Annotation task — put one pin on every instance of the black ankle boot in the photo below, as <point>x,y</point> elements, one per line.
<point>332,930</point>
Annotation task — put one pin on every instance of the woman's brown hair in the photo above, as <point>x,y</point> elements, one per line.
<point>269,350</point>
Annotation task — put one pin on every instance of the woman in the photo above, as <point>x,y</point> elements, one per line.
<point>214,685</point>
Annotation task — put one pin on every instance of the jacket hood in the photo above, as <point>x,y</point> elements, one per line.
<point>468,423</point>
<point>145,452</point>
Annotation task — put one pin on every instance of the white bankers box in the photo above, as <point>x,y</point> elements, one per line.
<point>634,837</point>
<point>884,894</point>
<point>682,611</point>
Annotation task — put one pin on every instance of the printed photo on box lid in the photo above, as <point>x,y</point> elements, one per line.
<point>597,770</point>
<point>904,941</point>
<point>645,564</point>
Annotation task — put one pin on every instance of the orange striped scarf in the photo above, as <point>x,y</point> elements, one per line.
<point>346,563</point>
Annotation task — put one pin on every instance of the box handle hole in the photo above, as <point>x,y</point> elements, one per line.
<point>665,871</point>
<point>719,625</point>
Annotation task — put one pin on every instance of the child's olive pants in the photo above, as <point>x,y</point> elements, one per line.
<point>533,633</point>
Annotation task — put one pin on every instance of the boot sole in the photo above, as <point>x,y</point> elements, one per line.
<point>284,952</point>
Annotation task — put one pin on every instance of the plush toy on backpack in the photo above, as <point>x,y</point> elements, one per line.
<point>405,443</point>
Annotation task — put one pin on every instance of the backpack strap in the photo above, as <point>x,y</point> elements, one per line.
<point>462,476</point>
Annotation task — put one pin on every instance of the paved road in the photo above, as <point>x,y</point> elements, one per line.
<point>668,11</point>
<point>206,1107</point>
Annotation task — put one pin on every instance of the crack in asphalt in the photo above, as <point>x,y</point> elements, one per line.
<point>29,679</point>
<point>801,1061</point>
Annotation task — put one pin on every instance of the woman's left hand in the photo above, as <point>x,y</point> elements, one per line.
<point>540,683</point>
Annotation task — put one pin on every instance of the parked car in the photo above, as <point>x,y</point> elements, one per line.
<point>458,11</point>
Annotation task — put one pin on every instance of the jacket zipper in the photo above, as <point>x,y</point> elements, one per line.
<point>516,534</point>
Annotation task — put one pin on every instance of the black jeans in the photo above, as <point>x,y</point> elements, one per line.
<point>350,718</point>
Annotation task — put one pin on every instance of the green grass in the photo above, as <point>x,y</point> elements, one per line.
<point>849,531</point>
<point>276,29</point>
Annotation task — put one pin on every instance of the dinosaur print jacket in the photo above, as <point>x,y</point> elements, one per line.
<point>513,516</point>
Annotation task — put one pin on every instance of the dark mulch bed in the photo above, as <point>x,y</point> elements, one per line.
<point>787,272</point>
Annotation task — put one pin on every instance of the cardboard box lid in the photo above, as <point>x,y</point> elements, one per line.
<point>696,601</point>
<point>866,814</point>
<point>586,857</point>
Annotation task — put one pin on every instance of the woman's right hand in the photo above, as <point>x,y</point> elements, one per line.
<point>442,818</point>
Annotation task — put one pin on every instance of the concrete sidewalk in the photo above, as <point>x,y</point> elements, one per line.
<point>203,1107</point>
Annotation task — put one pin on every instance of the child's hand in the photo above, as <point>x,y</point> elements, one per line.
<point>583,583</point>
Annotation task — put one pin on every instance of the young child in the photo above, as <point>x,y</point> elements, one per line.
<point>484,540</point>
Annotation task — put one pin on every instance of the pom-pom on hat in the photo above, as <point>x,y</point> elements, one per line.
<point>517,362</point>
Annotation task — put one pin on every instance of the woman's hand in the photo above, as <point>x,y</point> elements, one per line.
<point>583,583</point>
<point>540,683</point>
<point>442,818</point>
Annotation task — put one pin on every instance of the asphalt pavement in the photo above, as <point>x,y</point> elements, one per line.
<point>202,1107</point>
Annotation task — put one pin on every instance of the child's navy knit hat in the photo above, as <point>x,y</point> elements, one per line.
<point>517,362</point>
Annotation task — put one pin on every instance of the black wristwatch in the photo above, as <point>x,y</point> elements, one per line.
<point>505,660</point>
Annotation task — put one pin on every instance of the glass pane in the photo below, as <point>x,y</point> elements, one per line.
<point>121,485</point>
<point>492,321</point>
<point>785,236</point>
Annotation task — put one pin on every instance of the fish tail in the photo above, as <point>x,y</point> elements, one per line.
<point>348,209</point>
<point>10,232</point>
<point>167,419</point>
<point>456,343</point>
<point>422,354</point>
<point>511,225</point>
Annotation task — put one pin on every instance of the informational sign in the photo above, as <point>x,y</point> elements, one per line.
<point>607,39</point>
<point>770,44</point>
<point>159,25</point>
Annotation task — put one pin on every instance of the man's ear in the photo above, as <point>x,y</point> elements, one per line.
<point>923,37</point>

◆ ◆ ◆ ◆ ◆

■ THE PROBLEM:
Please reproduce all of the records above word for word, keeping them in their original order.

■ ANSWER TO THIS TASK:
Annotation task — put one pin on every instance of the black ankle boot in the photo below, as <point>x,y</point> elements, one per line.
<point>332,930</point>
Annotation task — put one pin on every instance of the woman's brown hair in the photo above, as <point>x,y</point> elements, one per line.
<point>269,350</point>
Annotation task — put one pin on every instance of the woman in the photo above, as <point>x,y</point> elements, one per line.
<point>214,685</point>
Annotation task — put one pin on every instance of the jacket hood in the photo above, as <point>x,y</point> elements, one per line.
<point>468,423</point>
<point>145,452</point>
Annotation task — put one pin on every instance of the white bankers box in the photo above, as <point>x,y</point> elements, one per line.
<point>634,837</point>
<point>884,894</point>
<point>682,611</point>
Annotation task — put one pin on every instance of the printed photo on box lid in the photo above, as <point>x,y</point> elements, one per line.
<point>597,770</point>
<point>904,941</point>
<point>645,564</point>
Annotation task — put one pin on every instance of the orange striped scarf in the photo above, as <point>x,y</point> elements, one per line.
<point>346,563</point>
Annotation task — put one pin on every instance of the box handle hole in the photo above, as <point>x,y</point> elements, one per line.
<point>665,871</point>
<point>719,625</point>
Annotation task — put one pin on every instance of the child's olive pants in the photo above, as <point>x,y</point> elements, one per line.
<point>533,633</point>
Annotation task — put one pin on every instance of the boot sole in the photo above, as <point>x,y</point> elements, one per line.
<point>284,952</point>
Annotation task — put one pin on every instance of the plush toy on backpack in the photo above, as <point>x,y</point> elements, one per line.
<point>405,443</point>
Annotation task — put one pin on every instance of the backpack strap in the photo above, as <point>x,y</point> elements, one per line.
<point>462,476</point>
Annotation task — put one pin on every instance of the paved road in the photo above, as <point>x,y</point> elements, one per line.
<point>668,11</point>
<point>206,1107</point>
Annotation task — put one pin on every instance of the crack in asphalt in the photo above, as <point>x,y</point> elements, one per line.
<point>29,679</point>
<point>801,1061</point>
Annotation task — put one pin on every instance of the woman's left hand in the photo above, as <point>x,y</point> elements, one per line.
<point>540,683</point>
Annotation task — put one pin on every instance of the parked car in the photo above, as <point>x,y</point> elements, one per line.
<point>458,11</point>
Annotation task — put one pin on every instance of the jacket zipper in the photo above, as <point>x,y</point> elements, one per line.
<point>516,534</point>
Annotation task — put one pin on every instance of the black jeans in the photo above, as <point>x,y</point> elements, one per line.
<point>350,718</point>
Annotation task — put one pin on every instance of the green grass in the photo above, as <point>x,y</point> elements, one per line.
<point>849,531</point>
<point>276,29</point>
Annotation task — put one pin on every instance of the dinosaur print jacket in the photo above, as <point>x,y</point> elements, one per line.
<point>513,516</point>
Annotation task — put one pin on every instance of the dark mulch bed in the photo above, as <point>x,y</point> elements, one per line.
<point>787,272</point>
Annotation task — put one pin on every instance of the cardboard box lid in the photo above, as <point>x,y</point> elements, one per line.
<point>696,601</point>
<point>866,814</point>
<point>586,857</point>
Annotation task — put one pin on every instance of the woman's right hand in the photo above, as <point>x,y</point> elements, one per line.
<point>442,818</point>
Annotation task — put one pin on every instance of the concrete sidewalk in the photo above, as <point>x,y</point> elements, one per line.
<point>203,1107</point>
Annotation task — put one pin on every instance of the child's hand in the photo above, as <point>x,y</point> elements, one per line.
<point>583,583</point>
Annotation task — put one pin on every instance of the young child in the photo above, as <point>x,y</point> elements, one per line.
<point>484,540</point>
Annotation task — put one pin on every instance of the pom-pom on hat in the photo above, as <point>x,y</point> elements, one per line.
<point>517,362</point>
Annotation task — put one pin on every instance of the woman's hand in the photo above, as <point>x,y</point> elements, one per line.
<point>583,583</point>
<point>540,683</point>
<point>442,818</point>
Annotation task — put one pin on every instance of the asphalt pavement in the photo above, as <point>x,y</point> elements, one per line.
<point>202,1107</point>
Annotation task — put one pin on every instance of the child's navy knit hat in the photo above, as <point>x,y</point> elements, one per line.
<point>517,362</point>
Annotation task — put one pin on every instance of the black wristwatch in the photo above, as <point>x,y</point> elements, one per line.
<point>505,660</point>
Annotation task — put one pin on every instance of the glass pane in the photo below, as <point>x,y</point> elements, one per line.
<point>121,485</point>
<point>492,321</point>
<point>785,236</point>
Annotation task — put one pin on every instance of the fish tail in the photo above, as <point>x,y</point> elements, one per line.
<point>348,209</point>
<point>10,232</point>
<point>167,419</point>
<point>456,343</point>
<point>422,354</point>
<point>511,225</point>
Annotation task — put one pin on every instance of the informational sign in the photo above, as <point>x,y</point> elements, one per line.
<point>607,39</point>
<point>770,44</point>
<point>159,25</point>
Annotation task — put one pin on every instance of the man's ear in the photo above, as <point>x,y</point> elements, one per line.
<point>923,37</point>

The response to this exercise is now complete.